Roshi Fernando is an English writer of Sri Lankan origin. Her stories often depict Sri Lankan immigrants and take place in both Sri Lanka and England.

Life and work
Roshi Fernando was born and brought up in London by Sri Lankan parents. She has a BA in Philosophy and Literature at Warwick University, and a PhD in English and Creative Writing at Swansea University. In 2009 she won the Impress Prize for New Writers for her short story collection Homesick

Her book Homesick (2012) is a series of interlinked short stories featuring a cast of characters tied to an extended Sri Lankan family of migrants and their Westernised children in southeast London in the 1980s. It drew comparisons with Zadie Smith and Andrea Levy. The collection includes "The Fluorescent Jacket", shortlisted for the 2011 Sunday Times EFG Private Bank Short Story Award. The whole collection was shortlisted for the 2011 Edge Hill Short Story Prize. In 2012, BBC Radio 4 adapted five of Fernando's stories, including The Clangers, The Turtle and Test, as short radio plays. These were repeated  on BBC Radio 4 Extra in 2015.

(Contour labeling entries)
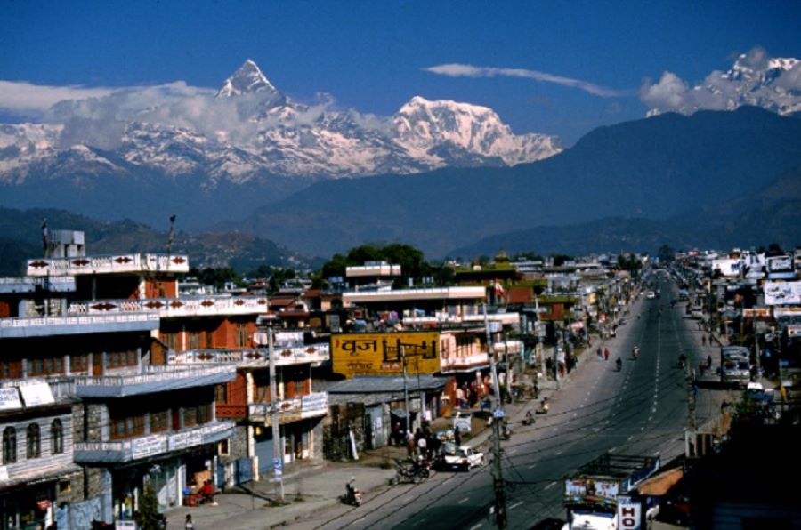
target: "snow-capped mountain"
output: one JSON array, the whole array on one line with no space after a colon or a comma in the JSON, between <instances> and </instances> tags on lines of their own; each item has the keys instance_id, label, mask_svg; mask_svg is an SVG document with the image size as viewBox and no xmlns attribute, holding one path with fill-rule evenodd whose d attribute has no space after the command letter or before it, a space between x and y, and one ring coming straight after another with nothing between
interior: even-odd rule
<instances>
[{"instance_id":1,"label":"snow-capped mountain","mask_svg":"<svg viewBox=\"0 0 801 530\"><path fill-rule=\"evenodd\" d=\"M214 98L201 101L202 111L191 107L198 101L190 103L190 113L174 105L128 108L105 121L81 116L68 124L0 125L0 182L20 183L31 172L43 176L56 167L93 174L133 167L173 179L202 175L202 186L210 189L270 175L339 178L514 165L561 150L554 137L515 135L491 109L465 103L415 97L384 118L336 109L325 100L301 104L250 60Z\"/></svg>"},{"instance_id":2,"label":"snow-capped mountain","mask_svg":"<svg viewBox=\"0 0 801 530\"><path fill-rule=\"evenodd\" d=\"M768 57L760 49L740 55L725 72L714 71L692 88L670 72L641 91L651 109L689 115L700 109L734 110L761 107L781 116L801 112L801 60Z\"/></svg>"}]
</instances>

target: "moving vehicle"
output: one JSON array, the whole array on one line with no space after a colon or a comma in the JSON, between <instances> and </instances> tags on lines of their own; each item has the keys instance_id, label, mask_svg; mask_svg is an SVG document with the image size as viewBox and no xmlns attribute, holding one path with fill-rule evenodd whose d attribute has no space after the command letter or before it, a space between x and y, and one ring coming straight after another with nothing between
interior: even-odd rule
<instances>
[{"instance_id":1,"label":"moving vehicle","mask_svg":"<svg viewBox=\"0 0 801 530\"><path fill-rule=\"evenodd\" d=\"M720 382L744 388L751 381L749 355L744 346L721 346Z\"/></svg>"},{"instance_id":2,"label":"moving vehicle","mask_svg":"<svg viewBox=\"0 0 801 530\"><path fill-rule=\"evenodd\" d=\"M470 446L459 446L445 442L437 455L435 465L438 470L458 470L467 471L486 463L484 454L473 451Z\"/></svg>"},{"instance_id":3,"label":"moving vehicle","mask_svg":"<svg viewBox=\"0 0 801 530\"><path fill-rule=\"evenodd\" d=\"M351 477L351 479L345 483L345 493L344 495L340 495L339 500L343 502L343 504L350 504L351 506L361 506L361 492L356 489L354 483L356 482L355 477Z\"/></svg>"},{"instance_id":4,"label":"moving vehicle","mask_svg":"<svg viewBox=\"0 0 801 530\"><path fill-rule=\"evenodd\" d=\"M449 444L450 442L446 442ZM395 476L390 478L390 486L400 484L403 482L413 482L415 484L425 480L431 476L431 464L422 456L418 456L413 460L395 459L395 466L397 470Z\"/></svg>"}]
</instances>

* * *

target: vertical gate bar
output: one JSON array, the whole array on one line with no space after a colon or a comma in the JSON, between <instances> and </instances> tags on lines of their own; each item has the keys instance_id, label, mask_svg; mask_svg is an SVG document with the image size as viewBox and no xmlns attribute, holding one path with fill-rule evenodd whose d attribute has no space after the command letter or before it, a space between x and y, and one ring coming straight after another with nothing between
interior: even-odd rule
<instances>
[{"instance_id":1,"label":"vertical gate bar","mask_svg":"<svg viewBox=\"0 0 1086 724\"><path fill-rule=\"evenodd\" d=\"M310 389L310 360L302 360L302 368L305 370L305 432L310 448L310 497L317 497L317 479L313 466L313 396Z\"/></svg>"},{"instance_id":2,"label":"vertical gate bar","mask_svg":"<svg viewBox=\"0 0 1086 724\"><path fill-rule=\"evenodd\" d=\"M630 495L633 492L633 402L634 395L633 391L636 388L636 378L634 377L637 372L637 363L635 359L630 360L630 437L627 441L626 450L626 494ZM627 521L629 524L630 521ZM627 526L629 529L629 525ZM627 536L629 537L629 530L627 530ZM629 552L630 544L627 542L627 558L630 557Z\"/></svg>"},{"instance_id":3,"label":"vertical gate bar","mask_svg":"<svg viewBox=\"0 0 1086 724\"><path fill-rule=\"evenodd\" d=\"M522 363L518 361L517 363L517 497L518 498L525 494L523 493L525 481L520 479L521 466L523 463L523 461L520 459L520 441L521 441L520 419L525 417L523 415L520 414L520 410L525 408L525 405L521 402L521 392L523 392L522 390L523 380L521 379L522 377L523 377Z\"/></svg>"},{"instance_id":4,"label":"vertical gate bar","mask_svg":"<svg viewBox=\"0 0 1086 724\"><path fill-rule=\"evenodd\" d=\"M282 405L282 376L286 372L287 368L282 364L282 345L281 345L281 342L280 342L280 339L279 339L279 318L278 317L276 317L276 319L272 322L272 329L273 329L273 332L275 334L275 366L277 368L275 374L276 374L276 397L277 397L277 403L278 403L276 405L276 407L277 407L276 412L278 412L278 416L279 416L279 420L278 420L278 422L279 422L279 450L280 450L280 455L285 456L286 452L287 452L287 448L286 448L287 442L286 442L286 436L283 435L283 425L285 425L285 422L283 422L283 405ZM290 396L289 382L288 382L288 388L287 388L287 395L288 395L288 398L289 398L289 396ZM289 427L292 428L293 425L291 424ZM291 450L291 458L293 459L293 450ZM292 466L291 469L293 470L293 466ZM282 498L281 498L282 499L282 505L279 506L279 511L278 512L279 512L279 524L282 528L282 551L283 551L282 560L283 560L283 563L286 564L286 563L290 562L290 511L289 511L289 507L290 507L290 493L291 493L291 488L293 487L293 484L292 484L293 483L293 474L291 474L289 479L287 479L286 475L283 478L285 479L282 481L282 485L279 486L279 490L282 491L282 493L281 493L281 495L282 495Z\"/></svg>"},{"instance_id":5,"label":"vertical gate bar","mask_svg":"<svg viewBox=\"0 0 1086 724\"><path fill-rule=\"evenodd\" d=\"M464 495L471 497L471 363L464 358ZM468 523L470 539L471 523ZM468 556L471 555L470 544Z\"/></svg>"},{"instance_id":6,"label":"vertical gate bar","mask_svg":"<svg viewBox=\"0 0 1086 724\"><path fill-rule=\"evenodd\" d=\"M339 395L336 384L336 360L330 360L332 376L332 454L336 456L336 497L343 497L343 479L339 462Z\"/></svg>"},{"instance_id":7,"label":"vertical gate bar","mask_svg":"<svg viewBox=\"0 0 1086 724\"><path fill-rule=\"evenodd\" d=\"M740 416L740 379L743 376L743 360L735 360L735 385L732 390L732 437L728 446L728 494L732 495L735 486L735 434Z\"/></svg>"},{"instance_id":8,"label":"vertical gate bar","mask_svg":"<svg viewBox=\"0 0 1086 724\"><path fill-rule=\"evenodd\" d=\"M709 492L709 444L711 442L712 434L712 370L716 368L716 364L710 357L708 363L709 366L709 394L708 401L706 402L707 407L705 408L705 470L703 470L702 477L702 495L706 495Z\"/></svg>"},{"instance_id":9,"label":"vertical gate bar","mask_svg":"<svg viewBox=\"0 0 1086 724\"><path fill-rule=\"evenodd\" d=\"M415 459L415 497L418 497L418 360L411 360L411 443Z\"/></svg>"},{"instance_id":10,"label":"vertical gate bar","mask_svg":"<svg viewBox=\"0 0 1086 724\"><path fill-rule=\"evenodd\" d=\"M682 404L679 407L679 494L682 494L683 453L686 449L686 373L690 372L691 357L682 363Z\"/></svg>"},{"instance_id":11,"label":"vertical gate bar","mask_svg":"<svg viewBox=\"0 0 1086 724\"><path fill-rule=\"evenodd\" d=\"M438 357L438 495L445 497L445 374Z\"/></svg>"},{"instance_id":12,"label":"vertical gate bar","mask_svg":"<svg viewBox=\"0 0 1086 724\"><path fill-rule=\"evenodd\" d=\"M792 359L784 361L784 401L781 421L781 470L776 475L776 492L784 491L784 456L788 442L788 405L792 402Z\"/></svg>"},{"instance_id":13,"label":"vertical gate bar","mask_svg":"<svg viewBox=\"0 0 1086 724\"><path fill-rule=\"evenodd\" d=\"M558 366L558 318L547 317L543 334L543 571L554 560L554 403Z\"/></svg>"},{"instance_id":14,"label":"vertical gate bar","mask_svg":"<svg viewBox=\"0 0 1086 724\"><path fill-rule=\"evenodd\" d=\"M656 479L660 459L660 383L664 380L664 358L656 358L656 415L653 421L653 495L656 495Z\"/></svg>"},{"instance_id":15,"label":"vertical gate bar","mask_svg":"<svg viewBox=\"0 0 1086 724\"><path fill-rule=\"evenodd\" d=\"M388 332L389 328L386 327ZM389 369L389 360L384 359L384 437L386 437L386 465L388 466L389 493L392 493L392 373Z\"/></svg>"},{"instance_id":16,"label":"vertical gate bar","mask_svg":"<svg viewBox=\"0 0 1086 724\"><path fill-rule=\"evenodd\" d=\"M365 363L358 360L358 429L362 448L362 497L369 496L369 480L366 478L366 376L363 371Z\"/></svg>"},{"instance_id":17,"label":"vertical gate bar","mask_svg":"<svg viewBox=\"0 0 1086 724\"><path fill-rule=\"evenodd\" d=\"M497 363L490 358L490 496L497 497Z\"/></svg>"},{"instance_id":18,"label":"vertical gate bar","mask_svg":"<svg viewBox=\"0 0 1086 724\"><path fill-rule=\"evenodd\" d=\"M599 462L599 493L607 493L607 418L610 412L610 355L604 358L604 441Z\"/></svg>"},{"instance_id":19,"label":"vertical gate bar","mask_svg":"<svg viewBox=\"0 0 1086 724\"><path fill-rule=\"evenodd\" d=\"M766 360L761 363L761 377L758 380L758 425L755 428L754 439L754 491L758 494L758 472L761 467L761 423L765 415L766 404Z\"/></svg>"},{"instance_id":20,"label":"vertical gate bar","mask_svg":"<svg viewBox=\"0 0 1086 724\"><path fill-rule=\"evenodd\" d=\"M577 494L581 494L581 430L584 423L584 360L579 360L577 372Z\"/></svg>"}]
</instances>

==

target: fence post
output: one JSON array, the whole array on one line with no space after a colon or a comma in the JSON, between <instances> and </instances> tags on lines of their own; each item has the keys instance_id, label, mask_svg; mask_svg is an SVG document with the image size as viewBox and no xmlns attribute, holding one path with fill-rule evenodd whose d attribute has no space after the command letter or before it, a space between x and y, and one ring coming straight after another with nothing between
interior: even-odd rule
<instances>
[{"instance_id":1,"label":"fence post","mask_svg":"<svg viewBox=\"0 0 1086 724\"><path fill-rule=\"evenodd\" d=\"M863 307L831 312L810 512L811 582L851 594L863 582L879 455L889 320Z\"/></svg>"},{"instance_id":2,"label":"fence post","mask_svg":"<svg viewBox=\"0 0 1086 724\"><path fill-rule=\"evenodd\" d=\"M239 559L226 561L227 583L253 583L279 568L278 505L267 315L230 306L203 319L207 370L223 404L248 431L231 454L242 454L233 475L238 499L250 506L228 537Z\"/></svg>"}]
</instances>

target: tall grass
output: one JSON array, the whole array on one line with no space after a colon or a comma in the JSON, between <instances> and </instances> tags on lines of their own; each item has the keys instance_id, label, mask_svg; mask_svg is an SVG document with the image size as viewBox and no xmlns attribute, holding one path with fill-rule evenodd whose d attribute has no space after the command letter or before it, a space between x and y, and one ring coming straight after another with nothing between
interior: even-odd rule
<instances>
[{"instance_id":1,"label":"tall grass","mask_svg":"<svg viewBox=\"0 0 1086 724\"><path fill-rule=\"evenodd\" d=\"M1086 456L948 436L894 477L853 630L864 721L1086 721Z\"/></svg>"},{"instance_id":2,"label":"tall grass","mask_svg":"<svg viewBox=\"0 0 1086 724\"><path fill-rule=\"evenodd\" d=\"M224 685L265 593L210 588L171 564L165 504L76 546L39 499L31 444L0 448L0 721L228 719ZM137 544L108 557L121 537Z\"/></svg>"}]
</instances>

**Exercise goal**: Set down everything from "Roshi Fernando is" down to "Lanka and England." in the passage about Roshi Fernando above, with no changes to the wording.

**Exercise output**:
Roshi Fernando is an English writer of Sri Lankan origin. Her stories often depict Sri Lankan immigrants and take place in both Sri Lanka and England.